• **The exercise**
Emit the line that holds "Mark every instance of the cabinet" and all lines following it through the end of the data, verbatim, and nothing else.

• **The records**
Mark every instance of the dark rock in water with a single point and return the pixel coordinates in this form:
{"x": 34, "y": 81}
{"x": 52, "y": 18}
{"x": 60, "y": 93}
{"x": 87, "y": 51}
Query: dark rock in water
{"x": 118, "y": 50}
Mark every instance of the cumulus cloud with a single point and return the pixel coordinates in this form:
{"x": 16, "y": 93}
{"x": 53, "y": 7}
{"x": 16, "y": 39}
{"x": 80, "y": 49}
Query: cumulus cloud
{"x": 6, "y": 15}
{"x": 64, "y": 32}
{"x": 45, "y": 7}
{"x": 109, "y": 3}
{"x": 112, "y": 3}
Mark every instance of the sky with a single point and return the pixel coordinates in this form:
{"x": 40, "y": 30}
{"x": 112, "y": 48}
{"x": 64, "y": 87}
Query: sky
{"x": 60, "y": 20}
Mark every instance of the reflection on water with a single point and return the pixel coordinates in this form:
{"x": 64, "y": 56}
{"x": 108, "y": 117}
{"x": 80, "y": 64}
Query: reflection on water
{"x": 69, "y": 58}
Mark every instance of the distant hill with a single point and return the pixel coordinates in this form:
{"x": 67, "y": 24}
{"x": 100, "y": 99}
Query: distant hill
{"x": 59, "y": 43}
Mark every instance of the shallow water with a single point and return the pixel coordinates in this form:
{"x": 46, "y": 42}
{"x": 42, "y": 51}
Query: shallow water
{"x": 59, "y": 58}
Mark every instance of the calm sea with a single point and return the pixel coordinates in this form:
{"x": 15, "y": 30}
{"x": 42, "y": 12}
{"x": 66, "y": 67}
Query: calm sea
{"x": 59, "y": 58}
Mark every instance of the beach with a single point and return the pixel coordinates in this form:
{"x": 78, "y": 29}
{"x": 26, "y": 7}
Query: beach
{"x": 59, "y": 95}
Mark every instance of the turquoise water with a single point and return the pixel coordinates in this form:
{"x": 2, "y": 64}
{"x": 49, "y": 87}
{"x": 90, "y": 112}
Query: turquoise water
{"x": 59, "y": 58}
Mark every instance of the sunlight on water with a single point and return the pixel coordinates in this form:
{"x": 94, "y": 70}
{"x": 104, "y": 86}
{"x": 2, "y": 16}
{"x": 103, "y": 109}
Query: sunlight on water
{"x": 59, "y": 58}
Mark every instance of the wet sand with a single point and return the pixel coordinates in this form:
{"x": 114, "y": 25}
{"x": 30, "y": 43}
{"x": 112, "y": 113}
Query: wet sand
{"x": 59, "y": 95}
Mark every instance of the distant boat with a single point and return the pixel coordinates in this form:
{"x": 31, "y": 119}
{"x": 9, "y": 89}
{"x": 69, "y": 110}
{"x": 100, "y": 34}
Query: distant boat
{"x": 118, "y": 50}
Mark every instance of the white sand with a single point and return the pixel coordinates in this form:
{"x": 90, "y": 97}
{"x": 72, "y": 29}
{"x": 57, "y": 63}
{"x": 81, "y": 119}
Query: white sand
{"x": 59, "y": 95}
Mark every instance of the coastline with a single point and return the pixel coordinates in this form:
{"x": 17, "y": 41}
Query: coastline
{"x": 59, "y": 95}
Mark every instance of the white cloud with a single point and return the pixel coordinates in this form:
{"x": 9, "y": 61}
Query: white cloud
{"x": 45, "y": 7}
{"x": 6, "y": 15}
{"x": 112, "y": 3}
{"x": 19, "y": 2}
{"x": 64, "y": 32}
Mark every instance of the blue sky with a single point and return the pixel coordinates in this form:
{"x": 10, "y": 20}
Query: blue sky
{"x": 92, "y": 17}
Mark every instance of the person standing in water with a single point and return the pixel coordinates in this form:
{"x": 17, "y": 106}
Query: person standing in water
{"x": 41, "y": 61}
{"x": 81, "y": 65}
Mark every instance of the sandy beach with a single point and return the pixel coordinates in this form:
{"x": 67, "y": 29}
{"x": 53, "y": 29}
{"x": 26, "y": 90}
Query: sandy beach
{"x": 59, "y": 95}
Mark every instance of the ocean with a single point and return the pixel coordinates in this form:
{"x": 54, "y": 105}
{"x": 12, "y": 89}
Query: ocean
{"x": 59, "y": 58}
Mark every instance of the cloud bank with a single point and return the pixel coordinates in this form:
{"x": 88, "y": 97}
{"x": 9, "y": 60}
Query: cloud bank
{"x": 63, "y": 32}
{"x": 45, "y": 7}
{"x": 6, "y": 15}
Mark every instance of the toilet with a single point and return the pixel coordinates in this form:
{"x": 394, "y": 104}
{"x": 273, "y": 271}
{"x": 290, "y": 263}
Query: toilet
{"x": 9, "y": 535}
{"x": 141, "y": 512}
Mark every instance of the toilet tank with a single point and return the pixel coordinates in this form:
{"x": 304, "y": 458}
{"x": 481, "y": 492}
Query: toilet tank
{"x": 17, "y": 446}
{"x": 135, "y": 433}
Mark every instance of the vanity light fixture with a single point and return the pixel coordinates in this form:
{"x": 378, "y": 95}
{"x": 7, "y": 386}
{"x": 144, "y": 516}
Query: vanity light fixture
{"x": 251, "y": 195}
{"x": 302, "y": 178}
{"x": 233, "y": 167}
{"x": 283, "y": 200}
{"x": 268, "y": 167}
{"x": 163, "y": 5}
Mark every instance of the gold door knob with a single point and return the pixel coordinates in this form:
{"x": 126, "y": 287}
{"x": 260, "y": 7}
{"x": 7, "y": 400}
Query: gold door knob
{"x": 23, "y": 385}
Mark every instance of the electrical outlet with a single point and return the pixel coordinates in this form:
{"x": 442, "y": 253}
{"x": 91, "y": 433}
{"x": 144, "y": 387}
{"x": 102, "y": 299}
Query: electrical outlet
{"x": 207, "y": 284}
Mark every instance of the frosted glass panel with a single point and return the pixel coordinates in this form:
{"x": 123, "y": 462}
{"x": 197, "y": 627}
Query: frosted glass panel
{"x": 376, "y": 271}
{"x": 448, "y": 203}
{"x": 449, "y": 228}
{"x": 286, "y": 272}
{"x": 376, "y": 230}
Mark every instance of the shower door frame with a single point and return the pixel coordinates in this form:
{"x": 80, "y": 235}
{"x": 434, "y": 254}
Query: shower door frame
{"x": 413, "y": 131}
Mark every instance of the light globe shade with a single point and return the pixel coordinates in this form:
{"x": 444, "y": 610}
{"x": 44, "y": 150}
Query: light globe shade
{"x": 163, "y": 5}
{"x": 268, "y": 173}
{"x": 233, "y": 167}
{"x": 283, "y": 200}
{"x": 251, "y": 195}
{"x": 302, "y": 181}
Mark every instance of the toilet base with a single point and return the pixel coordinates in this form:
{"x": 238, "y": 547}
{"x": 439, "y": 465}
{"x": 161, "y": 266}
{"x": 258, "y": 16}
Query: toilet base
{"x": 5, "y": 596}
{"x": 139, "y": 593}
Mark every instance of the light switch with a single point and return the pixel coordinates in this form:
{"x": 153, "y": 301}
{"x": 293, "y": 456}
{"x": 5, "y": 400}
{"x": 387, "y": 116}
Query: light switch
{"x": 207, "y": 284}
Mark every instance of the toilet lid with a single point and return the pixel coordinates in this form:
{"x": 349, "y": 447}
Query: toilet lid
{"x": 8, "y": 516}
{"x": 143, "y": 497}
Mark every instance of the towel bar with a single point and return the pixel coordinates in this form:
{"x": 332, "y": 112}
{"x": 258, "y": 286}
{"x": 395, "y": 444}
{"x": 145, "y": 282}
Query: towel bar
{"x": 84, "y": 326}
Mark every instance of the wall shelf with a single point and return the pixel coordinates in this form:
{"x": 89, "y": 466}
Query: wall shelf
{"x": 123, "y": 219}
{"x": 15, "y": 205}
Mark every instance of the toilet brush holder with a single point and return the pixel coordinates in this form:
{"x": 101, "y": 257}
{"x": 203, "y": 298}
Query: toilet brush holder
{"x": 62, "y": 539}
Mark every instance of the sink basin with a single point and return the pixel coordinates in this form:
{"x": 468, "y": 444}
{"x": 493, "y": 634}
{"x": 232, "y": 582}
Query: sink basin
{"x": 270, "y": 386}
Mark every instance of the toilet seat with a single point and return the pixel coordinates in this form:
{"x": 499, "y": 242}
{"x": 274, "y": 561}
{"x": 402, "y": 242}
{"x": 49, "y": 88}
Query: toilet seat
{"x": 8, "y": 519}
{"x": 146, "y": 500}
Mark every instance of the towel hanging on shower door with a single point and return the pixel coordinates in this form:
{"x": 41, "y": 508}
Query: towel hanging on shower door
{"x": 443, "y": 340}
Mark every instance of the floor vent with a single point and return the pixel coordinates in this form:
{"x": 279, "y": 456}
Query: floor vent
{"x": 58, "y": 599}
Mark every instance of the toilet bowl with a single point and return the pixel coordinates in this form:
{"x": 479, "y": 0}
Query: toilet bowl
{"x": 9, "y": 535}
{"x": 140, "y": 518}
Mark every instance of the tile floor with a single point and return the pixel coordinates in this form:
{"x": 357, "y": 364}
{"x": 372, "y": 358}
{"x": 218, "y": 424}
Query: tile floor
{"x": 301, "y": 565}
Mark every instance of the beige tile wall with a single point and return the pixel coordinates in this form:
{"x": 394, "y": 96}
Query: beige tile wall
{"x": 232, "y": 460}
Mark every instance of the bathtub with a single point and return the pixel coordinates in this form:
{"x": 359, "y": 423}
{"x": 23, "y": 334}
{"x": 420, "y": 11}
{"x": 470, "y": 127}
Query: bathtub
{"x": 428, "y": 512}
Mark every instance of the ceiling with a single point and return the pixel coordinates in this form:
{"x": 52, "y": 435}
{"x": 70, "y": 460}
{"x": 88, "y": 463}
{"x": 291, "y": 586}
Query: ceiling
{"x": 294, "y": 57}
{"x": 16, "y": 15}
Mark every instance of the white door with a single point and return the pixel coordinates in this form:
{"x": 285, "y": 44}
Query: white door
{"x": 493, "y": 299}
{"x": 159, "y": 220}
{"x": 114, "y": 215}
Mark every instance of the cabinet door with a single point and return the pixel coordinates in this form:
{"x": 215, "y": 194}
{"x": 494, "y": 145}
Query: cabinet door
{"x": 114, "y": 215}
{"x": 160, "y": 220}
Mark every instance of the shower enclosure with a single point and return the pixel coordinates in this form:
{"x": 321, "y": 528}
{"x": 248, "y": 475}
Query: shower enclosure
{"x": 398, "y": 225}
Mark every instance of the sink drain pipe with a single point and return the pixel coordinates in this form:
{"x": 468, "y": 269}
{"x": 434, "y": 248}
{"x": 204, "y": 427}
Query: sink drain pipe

• **Result of the task**
Mark every instance of the cabinet door with a single point and return the pixel coordinates in this form:
{"x": 215, "y": 194}
{"x": 494, "y": 145}
Query: cabinet door
{"x": 114, "y": 215}
{"x": 160, "y": 220}
Mark every instance of the shower enclosure with a single point and return the pixel coordinates in this form:
{"x": 321, "y": 528}
{"x": 248, "y": 475}
Query: shower enclosure
{"x": 398, "y": 225}
Mark every instance of the sink drain pipe with a single point and return the pixel coordinates in this form:
{"x": 468, "y": 269}
{"x": 434, "y": 248}
{"x": 204, "y": 427}
Query: sink drain pipe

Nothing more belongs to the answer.